_EXERCISE REQUIREMENTS_: Continue the forum thread about sandboxing with seccomp, Capsicum and OpenBSD's pledge, picking up right after its final sentence.

_EXCERPT TO READ_:
***

You can make seccomp mimic Capsicum by whitelisting syscalls and checking FD arguments with libseccomp, but that quickly becomes error prone once you factor in syscall variants and helper calls. Read and write take the FD as arg0 while pread and pwrite shift it, and sendfile, splice and io_uring change semantics, and ioctl or fcntl can defeat naive filters, so you wind up with a huge BPF program and still miss corner cases.

Capsicum attaches rights to descriptors and gives kernel enforced primitives like cap_enter and cap_rights_limit, so delegation is explicit and easier to reason about. If you want Linux parity, use libseccomp to shrink the syscall surface, combine it with mount and user namespaces and Landlock for filesystem constraints, and design your app around FD based delegation instead of trying to encode every policy into BPF.

Comment by adiabatichottub 1 day ago

One question I've always had about these capability systems is: why isn't there a way to set capabilities from the parent process when execing? Why trust a program to set its own capabilities? I know that having a process set capabilities on itself doesn't break existing tools, but it seems like if you really wanted a robust system it would make sense to have the parent process, the user's shell for example, set the capabilities on its children, and have those capabilities be inheritable so the child could spawn other processes with the same or fewer capabilities (if it's allowed to do that at all). Is there an existing system that works this way, in or outside of the UNIX family? Or maybe some research paper written on the subject? I'd love to know.

Comment by g0xA52A2A 1 day ago

You may be interested in OpenBSD's pledge[1][2][3].

> Why trust a program to set its own capabilities?

An example may be that a program starts needing a wide range of capabilties but can then ratchet down to a reduced set once running, aka "privdrop".

> why isn't there a way to set capabilities from the parent process when execing?

There have been replies on other systems so just to stick with pledge which provides the abiliy to set "execpromises" to do this.

[1] https://man.openbsd.org/pledge

[2] https://www.openbsd.org/papers/eurobsdcon2017-pledge.pdf

[3] https://www.openbsd.org/papers/BeckPledgeUnveilBSDCan2018.pd...

Comment by adiabatichottub 1 day ago

I think you're talking about "execpromises"?[1] I'll have to study it a bit.

[1] https://bsdb0y.github.io/posts/openbsd-intro-to-update-on-pl...

Comment by somat 14 hours ago

I am less sure about the others (capsicum, seccomp) but the threat model for opebsd's pledge is not that you don't trust the process, you do trust the process, otherwise you would not be running it. The threat pledge is trying to solve is where if the process gets corrupted by a malicious agent while it is running the fallout is minimal. Under this threat model the process notifies the kernel to shed capabilities as soon as it no longer needs them. something that can only be done in process.

***

_DATA EXCERPTS_:
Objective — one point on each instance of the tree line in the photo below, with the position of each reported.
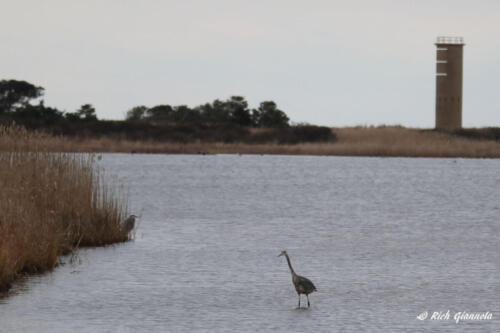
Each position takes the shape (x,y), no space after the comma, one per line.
(227,120)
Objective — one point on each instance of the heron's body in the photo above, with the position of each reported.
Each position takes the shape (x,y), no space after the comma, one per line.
(302,284)
(129,223)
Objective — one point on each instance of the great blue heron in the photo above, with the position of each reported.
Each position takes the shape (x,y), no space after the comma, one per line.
(129,223)
(302,284)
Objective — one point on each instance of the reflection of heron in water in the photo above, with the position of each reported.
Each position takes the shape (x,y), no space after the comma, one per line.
(129,223)
(302,284)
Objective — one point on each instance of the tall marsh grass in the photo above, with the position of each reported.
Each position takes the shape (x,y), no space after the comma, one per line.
(395,141)
(50,203)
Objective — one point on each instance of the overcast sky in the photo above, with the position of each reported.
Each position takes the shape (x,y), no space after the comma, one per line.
(336,63)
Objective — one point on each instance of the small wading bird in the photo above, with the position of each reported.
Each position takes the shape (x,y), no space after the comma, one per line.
(129,223)
(302,285)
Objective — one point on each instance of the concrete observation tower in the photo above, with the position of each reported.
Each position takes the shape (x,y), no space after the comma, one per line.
(449,77)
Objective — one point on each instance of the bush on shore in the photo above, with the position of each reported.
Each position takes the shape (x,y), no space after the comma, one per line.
(50,203)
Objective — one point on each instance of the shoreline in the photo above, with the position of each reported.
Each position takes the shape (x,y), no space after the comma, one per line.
(384,141)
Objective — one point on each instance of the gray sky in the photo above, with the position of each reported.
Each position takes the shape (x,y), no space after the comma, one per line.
(336,63)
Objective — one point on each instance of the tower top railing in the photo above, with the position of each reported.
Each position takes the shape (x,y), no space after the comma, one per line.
(449,40)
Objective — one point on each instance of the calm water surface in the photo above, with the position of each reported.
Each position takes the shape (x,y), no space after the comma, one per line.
(382,239)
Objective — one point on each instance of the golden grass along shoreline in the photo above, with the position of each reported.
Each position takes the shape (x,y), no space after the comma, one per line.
(50,203)
(384,141)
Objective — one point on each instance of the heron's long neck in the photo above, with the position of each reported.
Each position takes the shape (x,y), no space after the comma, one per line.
(289,264)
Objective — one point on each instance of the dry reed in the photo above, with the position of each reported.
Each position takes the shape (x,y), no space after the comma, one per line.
(352,141)
(50,203)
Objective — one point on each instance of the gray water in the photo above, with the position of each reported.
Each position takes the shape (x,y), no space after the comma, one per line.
(382,239)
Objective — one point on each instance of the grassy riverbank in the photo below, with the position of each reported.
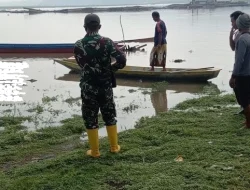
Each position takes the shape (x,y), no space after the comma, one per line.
(214,153)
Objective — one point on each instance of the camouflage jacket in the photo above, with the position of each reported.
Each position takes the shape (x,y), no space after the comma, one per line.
(93,54)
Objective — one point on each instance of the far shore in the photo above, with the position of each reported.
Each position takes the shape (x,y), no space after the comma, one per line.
(64,10)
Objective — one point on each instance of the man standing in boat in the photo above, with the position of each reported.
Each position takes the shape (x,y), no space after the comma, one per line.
(159,52)
(233,37)
(241,73)
(93,54)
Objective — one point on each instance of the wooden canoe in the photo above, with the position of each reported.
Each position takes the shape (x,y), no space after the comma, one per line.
(172,74)
(147,84)
(54,48)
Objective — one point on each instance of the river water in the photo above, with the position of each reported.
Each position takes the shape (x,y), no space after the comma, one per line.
(198,36)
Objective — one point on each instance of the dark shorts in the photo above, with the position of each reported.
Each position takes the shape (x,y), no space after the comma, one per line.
(96,98)
(242,90)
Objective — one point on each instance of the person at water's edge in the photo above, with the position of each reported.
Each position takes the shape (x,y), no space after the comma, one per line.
(93,54)
(233,37)
(159,51)
(241,73)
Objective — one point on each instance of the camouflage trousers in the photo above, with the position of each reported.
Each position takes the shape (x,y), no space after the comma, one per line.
(95,98)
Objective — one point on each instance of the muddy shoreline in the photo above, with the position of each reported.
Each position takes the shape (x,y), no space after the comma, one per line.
(128,9)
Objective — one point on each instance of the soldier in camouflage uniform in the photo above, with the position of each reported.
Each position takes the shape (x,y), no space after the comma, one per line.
(93,54)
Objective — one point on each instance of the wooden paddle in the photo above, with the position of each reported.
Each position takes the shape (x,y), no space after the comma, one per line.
(205,68)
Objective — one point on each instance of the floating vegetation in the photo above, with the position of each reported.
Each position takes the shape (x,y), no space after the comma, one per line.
(130,108)
(131,91)
(47,99)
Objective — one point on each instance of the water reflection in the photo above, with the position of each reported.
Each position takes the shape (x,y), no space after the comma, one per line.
(12,80)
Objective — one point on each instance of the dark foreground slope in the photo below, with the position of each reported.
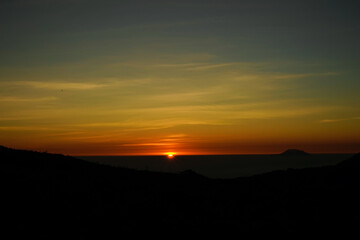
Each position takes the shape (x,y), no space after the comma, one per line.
(47,194)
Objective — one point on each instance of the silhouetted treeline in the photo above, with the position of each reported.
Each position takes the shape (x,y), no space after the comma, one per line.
(50,194)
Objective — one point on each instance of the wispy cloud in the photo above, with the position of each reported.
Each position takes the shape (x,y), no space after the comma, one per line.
(339,120)
(20,99)
(63,85)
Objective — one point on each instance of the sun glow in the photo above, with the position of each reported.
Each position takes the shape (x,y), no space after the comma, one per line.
(170,155)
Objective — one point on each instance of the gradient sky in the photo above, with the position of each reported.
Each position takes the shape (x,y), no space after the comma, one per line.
(106,77)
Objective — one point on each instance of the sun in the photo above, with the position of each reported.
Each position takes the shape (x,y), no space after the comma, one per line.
(170,155)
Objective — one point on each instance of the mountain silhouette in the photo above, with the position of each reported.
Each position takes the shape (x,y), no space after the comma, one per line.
(294,152)
(54,195)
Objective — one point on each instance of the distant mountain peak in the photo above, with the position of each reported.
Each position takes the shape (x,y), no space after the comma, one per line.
(294,152)
(354,161)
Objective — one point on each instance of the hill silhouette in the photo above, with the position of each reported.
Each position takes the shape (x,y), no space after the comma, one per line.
(294,152)
(55,195)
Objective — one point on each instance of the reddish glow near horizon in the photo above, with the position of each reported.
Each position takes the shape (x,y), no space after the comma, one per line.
(170,155)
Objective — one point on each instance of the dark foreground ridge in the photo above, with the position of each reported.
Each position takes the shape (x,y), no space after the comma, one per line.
(56,195)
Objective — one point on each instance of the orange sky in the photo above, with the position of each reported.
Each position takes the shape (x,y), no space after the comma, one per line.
(150,77)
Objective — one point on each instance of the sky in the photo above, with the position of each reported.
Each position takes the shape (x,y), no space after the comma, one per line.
(106,77)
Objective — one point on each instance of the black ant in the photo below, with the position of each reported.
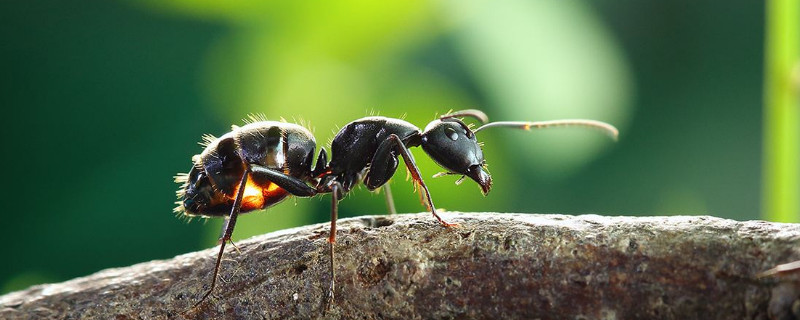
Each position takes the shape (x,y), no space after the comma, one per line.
(258,165)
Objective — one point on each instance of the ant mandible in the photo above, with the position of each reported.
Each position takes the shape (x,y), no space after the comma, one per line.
(261,163)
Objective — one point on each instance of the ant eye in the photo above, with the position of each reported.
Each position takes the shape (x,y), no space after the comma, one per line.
(451,133)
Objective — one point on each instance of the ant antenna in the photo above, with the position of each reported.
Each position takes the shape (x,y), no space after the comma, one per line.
(473,113)
(605,127)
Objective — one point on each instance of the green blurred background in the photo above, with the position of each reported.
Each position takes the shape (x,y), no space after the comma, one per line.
(104,101)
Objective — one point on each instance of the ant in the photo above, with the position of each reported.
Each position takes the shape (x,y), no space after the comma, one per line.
(261,163)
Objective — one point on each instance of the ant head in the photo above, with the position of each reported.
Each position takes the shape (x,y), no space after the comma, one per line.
(452,144)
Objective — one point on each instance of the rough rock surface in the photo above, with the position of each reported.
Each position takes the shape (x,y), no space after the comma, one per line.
(499,266)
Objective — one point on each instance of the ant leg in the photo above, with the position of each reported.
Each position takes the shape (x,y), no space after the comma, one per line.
(412,167)
(382,168)
(237,205)
(336,194)
(387,193)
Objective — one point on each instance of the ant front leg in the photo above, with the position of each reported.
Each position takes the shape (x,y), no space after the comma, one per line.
(336,195)
(385,161)
(226,236)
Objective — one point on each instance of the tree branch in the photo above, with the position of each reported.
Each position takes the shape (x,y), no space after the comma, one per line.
(490,266)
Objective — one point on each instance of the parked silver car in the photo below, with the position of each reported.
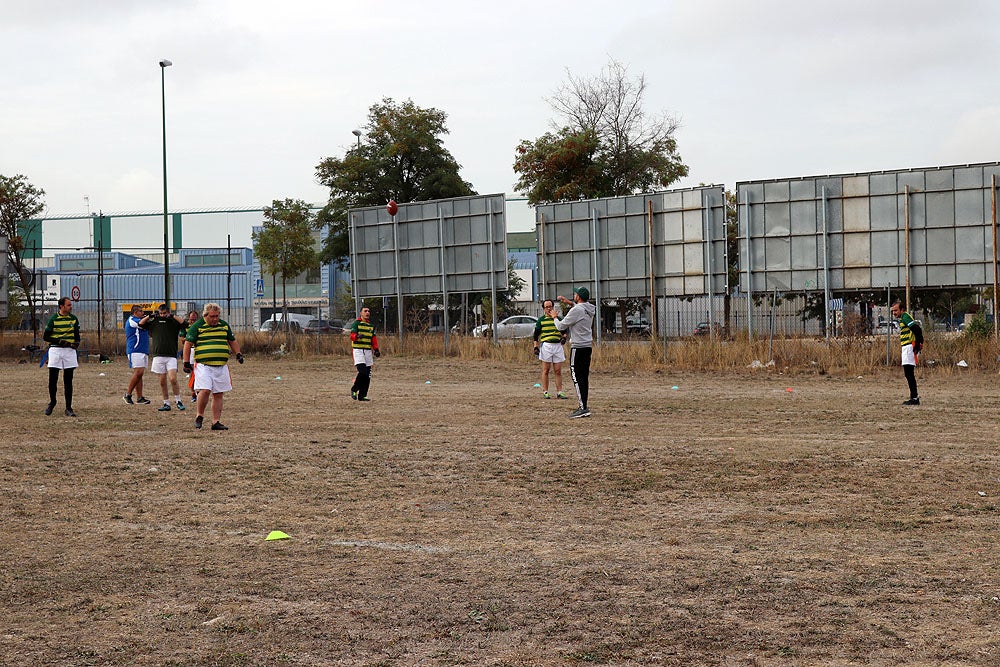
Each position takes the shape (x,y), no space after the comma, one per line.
(515,326)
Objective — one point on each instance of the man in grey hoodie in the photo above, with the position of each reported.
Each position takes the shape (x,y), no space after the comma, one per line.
(579,322)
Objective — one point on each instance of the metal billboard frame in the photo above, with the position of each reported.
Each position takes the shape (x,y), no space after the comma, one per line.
(924,227)
(667,243)
(429,247)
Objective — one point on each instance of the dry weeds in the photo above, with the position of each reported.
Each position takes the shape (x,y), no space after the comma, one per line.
(741,518)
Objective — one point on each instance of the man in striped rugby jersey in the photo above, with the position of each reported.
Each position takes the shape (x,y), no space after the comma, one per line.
(62,333)
(213,341)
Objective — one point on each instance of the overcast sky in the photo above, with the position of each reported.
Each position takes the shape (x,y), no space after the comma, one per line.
(260,92)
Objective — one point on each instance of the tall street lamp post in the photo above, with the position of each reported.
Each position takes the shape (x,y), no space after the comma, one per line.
(164,64)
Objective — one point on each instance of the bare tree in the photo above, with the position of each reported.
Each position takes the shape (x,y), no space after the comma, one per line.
(20,201)
(604,142)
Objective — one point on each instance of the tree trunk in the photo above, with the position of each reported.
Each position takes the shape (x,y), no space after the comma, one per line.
(29,295)
(284,303)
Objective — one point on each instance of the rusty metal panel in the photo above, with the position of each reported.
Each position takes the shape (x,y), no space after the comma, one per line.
(448,244)
(945,210)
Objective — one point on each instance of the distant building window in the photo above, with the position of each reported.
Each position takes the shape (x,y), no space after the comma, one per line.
(235,259)
(84,264)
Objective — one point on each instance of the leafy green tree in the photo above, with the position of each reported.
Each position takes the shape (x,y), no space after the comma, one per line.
(19,201)
(285,244)
(15,309)
(604,143)
(400,156)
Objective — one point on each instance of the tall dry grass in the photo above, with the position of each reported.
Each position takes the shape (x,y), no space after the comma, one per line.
(850,355)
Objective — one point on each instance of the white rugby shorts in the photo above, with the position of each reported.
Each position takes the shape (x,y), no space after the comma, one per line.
(214,378)
(363,357)
(552,352)
(909,359)
(62,357)
(161,365)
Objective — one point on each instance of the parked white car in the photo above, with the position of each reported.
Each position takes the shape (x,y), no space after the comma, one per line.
(515,326)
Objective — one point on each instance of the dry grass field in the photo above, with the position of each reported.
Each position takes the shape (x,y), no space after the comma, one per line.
(698,518)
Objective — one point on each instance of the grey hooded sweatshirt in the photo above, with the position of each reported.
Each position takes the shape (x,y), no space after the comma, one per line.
(579,321)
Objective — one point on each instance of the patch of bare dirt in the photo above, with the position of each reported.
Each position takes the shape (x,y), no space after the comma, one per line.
(459,519)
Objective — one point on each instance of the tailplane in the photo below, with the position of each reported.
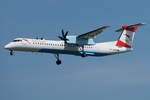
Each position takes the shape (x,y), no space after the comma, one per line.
(127,36)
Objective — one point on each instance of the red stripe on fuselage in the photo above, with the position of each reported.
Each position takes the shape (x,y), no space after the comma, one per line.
(122,44)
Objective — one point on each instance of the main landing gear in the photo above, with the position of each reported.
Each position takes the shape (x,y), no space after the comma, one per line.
(11,52)
(58,61)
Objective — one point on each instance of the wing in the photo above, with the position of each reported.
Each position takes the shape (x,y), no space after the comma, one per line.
(93,33)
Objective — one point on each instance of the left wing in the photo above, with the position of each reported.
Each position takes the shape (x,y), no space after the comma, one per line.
(93,33)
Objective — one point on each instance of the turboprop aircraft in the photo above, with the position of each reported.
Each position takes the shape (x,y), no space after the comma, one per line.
(80,45)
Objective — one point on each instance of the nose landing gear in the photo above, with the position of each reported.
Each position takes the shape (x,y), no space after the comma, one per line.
(11,52)
(58,61)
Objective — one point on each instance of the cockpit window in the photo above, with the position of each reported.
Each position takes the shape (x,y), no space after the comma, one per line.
(16,40)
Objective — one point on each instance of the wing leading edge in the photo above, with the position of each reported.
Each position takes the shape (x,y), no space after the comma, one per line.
(93,33)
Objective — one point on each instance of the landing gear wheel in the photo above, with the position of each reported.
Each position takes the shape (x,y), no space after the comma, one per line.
(11,52)
(58,62)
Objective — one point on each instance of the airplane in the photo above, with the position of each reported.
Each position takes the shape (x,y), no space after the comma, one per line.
(79,45)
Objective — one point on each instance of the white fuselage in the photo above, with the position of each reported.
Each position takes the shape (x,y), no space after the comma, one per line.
(59,47)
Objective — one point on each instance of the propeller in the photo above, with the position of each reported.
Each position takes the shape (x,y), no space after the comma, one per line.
(64,36)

***

_ANSWER SPACE_:
Openbsd had a neat external syscall sandboxing system at one point (systrace ) it was removed for reasons I don't fully understand. But I think it boils down to "optional security isn't". hard to maintain, problematic, external policies, the first thing you do is disable them (cough selinux cough)

Comment by toast0 1 day ago

I've only really messed with capsicum. You can certainly cap_enter between fork and exec, but depending on exactly what your target does, it's really not simple to do anything meaningful beyond the basic capsicum mode without changes to the program.

The way capabilities usually work is you more or less turn off the usual do whatever you want syscalls, and have to do restricted things through FDs that have the capability to do them. So like, no more open any path, you have to use openat with a FD in your directory of interest. But that requires the program to understand how to use the capabilities and how to be passed them. It's not something that you can just impose.

My understanding of SELinux, is it can be imposed on a program without the knowledge of the program, because it's more or less matching rules for syscalls... rather than giving a restricted FD to use with openat, you restrict the options for open.

Comment by gizmo686 14 hours ago

You can mostly do that with Seccomp on Linux (I have no experience with FreeBSD).

Child processes inherit the restrictions from the parent. You can therefore have the parent fork, setup it's rules, then exec. This is exactly how syscall filtering (and a bunch of other lockdowns) are implemented in SystemD

Comment by harporoeder 1 day ago

This is essentially what containers are. Bubblewrap / Docker / Podman. I think the primary issue is very few applications on Desktop systems are actually designed with sandboxing in mind unlike say something on a phone.

Comment by adiabatichottub 1 day ago

I'm not terrible familiar with Linux container systems, cgroups and all that, but I have been down the rabbit-hole with FreeBSD's jails, and I definitely wouldn't call them a capabilities system. You can lock down the environment quite a bit, and limit or even virtualize the network stack, but you can't say, "Here process, have your standard IO streams and nothing more. Go forth and compute." The process isn't blind to it's environment. You're still in the same basic UNIX user security model. It's really somewhere between chroot and full virtualization.

Comment by harporoeder 1 day ago

A default container seccomp profile will let you do quite a few things but you can use a different profile some json and limit to just a few system calls if you want such as doing IO on open FDs without the ability to open them. I think the runtime opens the FDs before the child process starts and are inherited.

Comment by black_knight 1 day ago

Answering without reading TFA here. But I am familiar with capsicum.

But I am pretty sure you CAN get your capabilities from a patent process using capsicum, since they are just file descriptors.

Comment by thomashabets2 1 day ago

Yeah I'm not a fan of seccomp (https://blog.habets.se/2022/03/seccomp-unsafe-at-any-speed.h...).

On Linux I understand that Landlock is the way to go.

Comment by 0x457 1 day ago

Landlock right now doesn't offer a lot for things that aren't file system access. Other than that it's great, you can have different restrictions per-thread if you want to.

Comment by thomashabets2 1 day ago

Yeah, but the file system is where I put most of my files. :-)

Between file system, bind/connect, and sending signals, that covers most of it. Probably the biggest remaining risk is any unpatched bugs in the kernel itself.

So one would need to first gain execution in the process, and then elevate that access inside the kernel, in a way that doesn't just grant you root but still Landlocked, and with a much smaller effective syscall attack surface. Like even if there's a kernel bug in ioctl on devs, landlock can turn that off too.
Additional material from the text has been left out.